--- Exercise ---
Rewrite the records below, changing every "even-odd" to "nonzero" and keeping everything else the same.

--- Stored records ---
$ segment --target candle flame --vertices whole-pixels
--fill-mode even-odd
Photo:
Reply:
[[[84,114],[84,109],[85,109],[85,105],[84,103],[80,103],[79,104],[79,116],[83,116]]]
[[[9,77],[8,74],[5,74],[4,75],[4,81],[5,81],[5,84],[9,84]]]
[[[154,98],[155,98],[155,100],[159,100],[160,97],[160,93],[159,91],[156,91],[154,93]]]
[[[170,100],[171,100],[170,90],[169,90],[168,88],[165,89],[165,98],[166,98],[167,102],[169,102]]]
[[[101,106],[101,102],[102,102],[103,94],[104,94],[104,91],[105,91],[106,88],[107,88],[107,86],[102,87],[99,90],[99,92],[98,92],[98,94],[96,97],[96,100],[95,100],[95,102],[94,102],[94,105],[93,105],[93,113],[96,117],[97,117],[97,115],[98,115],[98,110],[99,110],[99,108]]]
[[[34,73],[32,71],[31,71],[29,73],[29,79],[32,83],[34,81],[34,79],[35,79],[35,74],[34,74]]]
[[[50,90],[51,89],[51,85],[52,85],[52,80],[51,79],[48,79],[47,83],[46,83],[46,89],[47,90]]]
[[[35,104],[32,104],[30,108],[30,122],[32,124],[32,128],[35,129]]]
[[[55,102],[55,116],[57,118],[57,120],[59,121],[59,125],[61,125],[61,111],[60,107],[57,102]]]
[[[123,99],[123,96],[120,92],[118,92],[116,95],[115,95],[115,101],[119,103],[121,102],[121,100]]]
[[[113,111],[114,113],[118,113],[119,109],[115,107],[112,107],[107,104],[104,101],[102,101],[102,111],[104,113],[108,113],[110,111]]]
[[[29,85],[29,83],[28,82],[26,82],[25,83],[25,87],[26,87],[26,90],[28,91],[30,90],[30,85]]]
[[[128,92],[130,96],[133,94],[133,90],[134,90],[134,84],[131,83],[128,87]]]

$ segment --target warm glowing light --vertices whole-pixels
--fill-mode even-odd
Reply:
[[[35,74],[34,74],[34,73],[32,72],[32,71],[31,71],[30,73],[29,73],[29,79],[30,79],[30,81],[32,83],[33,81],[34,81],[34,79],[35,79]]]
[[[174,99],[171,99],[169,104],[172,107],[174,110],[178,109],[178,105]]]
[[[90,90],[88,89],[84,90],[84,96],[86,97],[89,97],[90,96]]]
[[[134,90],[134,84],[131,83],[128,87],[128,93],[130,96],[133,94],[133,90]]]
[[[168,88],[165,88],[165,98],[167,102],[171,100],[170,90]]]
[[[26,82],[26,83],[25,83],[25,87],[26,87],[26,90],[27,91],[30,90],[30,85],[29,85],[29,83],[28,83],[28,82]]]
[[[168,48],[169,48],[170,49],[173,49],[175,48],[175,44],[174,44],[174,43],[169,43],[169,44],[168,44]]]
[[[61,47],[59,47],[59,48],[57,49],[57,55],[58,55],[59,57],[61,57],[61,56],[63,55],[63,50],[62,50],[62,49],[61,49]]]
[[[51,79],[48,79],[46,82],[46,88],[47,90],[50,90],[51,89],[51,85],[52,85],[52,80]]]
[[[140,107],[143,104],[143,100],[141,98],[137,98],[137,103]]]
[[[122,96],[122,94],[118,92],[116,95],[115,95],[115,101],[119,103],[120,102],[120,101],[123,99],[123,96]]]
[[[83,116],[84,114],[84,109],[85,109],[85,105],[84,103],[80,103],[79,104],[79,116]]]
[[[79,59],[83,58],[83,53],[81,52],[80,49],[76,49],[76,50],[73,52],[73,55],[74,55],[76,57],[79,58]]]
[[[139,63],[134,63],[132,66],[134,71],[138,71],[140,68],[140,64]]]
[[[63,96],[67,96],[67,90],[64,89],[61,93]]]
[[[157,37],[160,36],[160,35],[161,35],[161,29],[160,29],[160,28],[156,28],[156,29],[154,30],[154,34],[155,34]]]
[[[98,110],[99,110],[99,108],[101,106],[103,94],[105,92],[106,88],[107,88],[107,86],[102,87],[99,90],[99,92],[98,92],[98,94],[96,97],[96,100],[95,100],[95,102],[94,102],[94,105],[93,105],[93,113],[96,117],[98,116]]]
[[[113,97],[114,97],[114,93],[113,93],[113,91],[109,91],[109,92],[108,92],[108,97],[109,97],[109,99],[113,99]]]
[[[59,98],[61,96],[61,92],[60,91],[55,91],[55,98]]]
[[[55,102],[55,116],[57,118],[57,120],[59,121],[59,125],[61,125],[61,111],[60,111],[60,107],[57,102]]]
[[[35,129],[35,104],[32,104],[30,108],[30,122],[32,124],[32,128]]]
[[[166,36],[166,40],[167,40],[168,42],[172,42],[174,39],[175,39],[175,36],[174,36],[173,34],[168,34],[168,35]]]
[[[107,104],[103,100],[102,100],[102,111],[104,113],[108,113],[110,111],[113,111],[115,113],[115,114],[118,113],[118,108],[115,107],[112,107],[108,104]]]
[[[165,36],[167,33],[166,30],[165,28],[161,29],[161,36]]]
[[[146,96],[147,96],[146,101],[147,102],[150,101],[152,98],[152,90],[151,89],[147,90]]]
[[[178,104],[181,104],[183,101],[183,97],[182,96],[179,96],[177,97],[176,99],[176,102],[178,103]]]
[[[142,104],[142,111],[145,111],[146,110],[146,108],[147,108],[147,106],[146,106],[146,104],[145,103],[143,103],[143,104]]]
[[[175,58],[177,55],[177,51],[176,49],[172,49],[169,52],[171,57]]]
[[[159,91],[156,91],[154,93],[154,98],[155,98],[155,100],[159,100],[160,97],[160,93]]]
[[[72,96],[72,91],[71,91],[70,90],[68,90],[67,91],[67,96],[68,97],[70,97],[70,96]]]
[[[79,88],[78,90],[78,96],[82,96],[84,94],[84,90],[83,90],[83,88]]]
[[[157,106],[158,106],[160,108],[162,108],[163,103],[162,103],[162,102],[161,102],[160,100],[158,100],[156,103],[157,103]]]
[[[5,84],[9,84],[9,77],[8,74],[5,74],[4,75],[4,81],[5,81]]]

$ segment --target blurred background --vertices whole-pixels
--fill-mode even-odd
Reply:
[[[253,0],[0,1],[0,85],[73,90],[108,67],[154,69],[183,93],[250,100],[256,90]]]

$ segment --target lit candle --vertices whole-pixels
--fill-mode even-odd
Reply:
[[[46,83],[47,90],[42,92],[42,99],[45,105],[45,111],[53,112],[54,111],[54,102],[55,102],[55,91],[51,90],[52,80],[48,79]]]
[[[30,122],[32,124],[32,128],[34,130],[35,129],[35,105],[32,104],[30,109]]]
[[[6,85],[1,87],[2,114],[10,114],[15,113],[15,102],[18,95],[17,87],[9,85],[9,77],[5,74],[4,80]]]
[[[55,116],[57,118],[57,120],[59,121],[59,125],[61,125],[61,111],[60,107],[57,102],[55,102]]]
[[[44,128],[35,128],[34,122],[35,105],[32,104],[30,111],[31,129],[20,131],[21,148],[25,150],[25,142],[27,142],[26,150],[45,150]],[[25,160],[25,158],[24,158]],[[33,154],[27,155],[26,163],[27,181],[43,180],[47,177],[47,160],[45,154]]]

--- Expected output ---
$ segment --target candle flame --vertices whole-pixels
--fill-mode nonzero
Photo:
Reply:
[[[84,114],[84,109],[85,109],[85,105],[84,103],[80,103],[79,104],[79,116],[83,116]]]
[[[9,77],[8,74],[5,74],[4,75],[4,81],[5,81],[5,84],[9,84]]]
[[[154,98],[155,98],[155,100],[159,100],[160,97],[160,93],[159,91],[156,91],[154,93]]]
[[[170,100],[171,100],[170,90],[169,90],[168,88],[165,89],[165,98],[166,98],[167,102],[169,102]]]
[[[101,106],[101,102],[102,102],[103,94],[104,94],[104,91],[105,91],[106,88],[107,88],[107,86],[102,87],[99,90],[99,92],[98,92],[98,94],[96,97],[96,100],[95,100],[95,102],[94,102],[94,105],[93,105],[93,113],[96,117],[97,117],[97,115],[98,115],[98,110],[99,110],[99,108]]]
[[[34,73],[32,71],[31,71],[29,73],[29,79],[32,83],[34,81],[34,79],[35,79],[35,74],[34,74]]]
[[[50,90],[51,89],[51,85],[52,85],[52,80],[51,79],[48,79],[47,83],[46,83],[46,89],[47,90]]]
[[[35,104],[32,104],[30,108],[30,122],[32,124],[32,128],[35,129]]]
[[[55,102],[55,116],[57,118],[57,120],[59,121],[59,125],[61,125],[61,111],[60,107],[57,102]]]
[[[123,99],[123,96],[120,92],[118,92],[116,95],[115,95],[115,101],[119,103],[121,102],[121,100]]]
[[[113,111],[114,113],[118,113],[119,109],[115,107],[112,107],[107,104],[104,101],[102,101],[102,111],[104,113],[108,113],[110,111]]]
[[[29,85],[29,83],[28,82],[26,82],[25,83],[25,87],[26,87],[26,90],[28,91],[30,90],[30,85]]]
[[[128,92],[130,96],[133,94],[133,90],[134,90],[134,84],[131,83],[128,87]]]

$ segment --target warm glowing light --vertices whole-pixels
--fill-mode nonzero
Reply:
[[[35,74],[34,74],[34,73],[32,72],[32,71],[31,71],[30,73],[29,73],[29,79],[30,79],[30,81],[32,83],[33,81],[34,81],[34,79],[35,79]]]
[[[174,99],[171,99],[169,104],[172,107],[174,110],[178,109],[178,105]]]
[[[90,90],[88,89],[84,90],[84,96],[86,97],[89,97],[90,96]]]
[[[134,90],[134,84],[131,83],[128,87],[128,93],[130,96],[133,94],[133,90]]]
[[[168,88],[165,88],[165,98],[167,102],[171,100],[170,90]]]
[[[26,82],[26,83],[25,83],[25,87],[26,87],[26,90],[27,91],[30,90],[30,85],[29,85],[29,83],[28,83],[28,82]]]
[[[168,48],[169,48],[170,49],[173,49],[175,48],[175,44],[174,44],[174,43],[169,43],[169,44],[168,44]]]
[[[61,47],[59,47],[59,48],[57,49],[57,55],[58,55],[59,57],[61,57],[61,56],[63,55],[63,50],[62,50],[62,49],[61,49]]]
[[[51,79],[48,79],[46,82],[46,88],[47,90],[50,90],[51,89],[51,85],[52,85],[52,80]]]
[[[140,107],[143,104],[143,100],[141,98],[137,98],[137,103]]]
[[[122,96],[122,94],[118,92],[116,95],[115,95],[115,101],[119,103],[120,102],[120,101],[123,99],[123,96]]]
[[[83,116],[84,114],[84,109],[85,109],[85,105],[84,103],[80,103],[79,104],[79,116]]]
[[[79,59],[83,58],[83,53],[81,52],[80,49],[76,49],[76,50],[73,52],[73,55],[74,55],[76,57],[79,58]]]
[[[139,63],[134,63],[132,66],[134,71],[138,71],[140,68],[140,64]]]
[[[63,96],[67,96],[67,90],[64,89],[61,93]]]
[[[157,37],[160,36],[160,35],[161,35],[161,29],[160,29],[160,28],[156,28],[156,29],[154,30],[154,34],[155,34]]]
[[[98,110],[99,110],[99,108],[101,106],[103,94],[105,92],[106,88],[107,88],[107,86],[102,87],[99,90],[99,92],[98,92],[98,94],[96,97],[96,100],[95,100],[95,102],[94,102],[94,105],[93,105],[93,113],[96,117],[98,116]]]
[[[113,97],[114,97],[114,93],[113,93],[113,91],[109,91],[109,92],[108,92],[108,97],[109,97],[109,99],[113,99]]]
[[[59,98],[61,96],[61,92],[60,91],[55,91],[55,98]]]
[[[55,102],[55,116],[57,118],[57,120],[59,121],[59,125],[61,125],[61,111],[60,111],[60,107],[57,102]]]
[[[35,129],[35,104],[32,104],[30,108],[30,122],[32,124],[32,128]]]
[[[166,36],[166,40],[167,40],[168,42],[172,42],[174,39],[175,39],[175,36],[174,36],[173,34],[168,34],[168,35]]]
[[[107,104],[103,100],[102,100],[102,111],[104,113],[108,113],[110,111],[113,111],[115,113],[115,114],[118,113],[118,108],[115,107],[112,107],[108,104]]]
[[[165,36],[167,33],[166,30],[165,28],[161,29],[161,36]]]
[[[146,96],[147,96],[146,101],[147,102],[150,101],[152,98],[152,90],[151,89],[147,90]]]
[[[178,104],[181,104],[183,101],[183,97],[182,96],[179,96],[177,97],[176,99],[176,102],[178,103]]]
[[[142,104],[142,111],[145,111],[146,110],[146,108],[147,108],[147,106],[146,106],[146,104],[145,103],[143,103],[143,104]]]
[[[175,58],[177,55],[177,51],[176,49],[172,49],[169,52],[171,57]]]
[[[159,91],[156,91],[154,93],[154,98],[155,98],[155,100],[159,100],[160,97],[160,93]]]
[[[72,96],[72,91],[71,91],[70,90],[68,90],[67,91],[67,96],[68,97],[70,97],[70,96]]]
[[[79,88],[78,90],[78,96],[82,96],[84,94],[84,90],[83,90],[83,88]]]
[[[157,106],[158,106],[160,108],[162,108],[163,103],[162,103],[162,102],[161,102],[160,100],[158,100],[156,103],[157,103]]]
[[[5,84],[9,84],[9,77],[8,74],[5,74],[4,75],[4,81],[5,81]]]

$ segment --target blurred background --vertices whole-pixels
--fill-mode nonzero
Reply:
[[[253,0],[0,1],[0,85],[73,90],[108,67],[154,69],[183,93],[250,100],[256,90]]]

$ segment --target lit candle --vertices whole-pixels
--fill-mode nonzero
Reply:
[[[46,83],[47,90],[42,92],[42,99],[45,105],[45,111],[53,112],[54,111],[54,102],[55,102],[55,91],[51,90],[52,80],[48,79]]]
[[[30,122],[32,124],[32,128],[34,130],[35,129],[35,105],[32,104],[30,109]]]
[[[6,85],[1,87],[2,114],[10,114],[15,113],[15,102],[18,95],[17,87],[9,85],[9,77],[5,74],[4,80]]]
[[[55,116],[57,118],[57,120],[59,121],[59,125],[61,125],[61,111],[60,107],[57,102],[55,102]]]
[[[44,128],[35,128],[34,122],[35,105],[32,104],[30,111],[31,129],[20,131],[21,148],[25,150],[25,142],[27,142],[26,150],[45,150]],[[25,160],[25,158],[24,158]],[[33,154],[27,155],[26,163],[27,181],[43,180],[47,177],[47,160],[45,154]]]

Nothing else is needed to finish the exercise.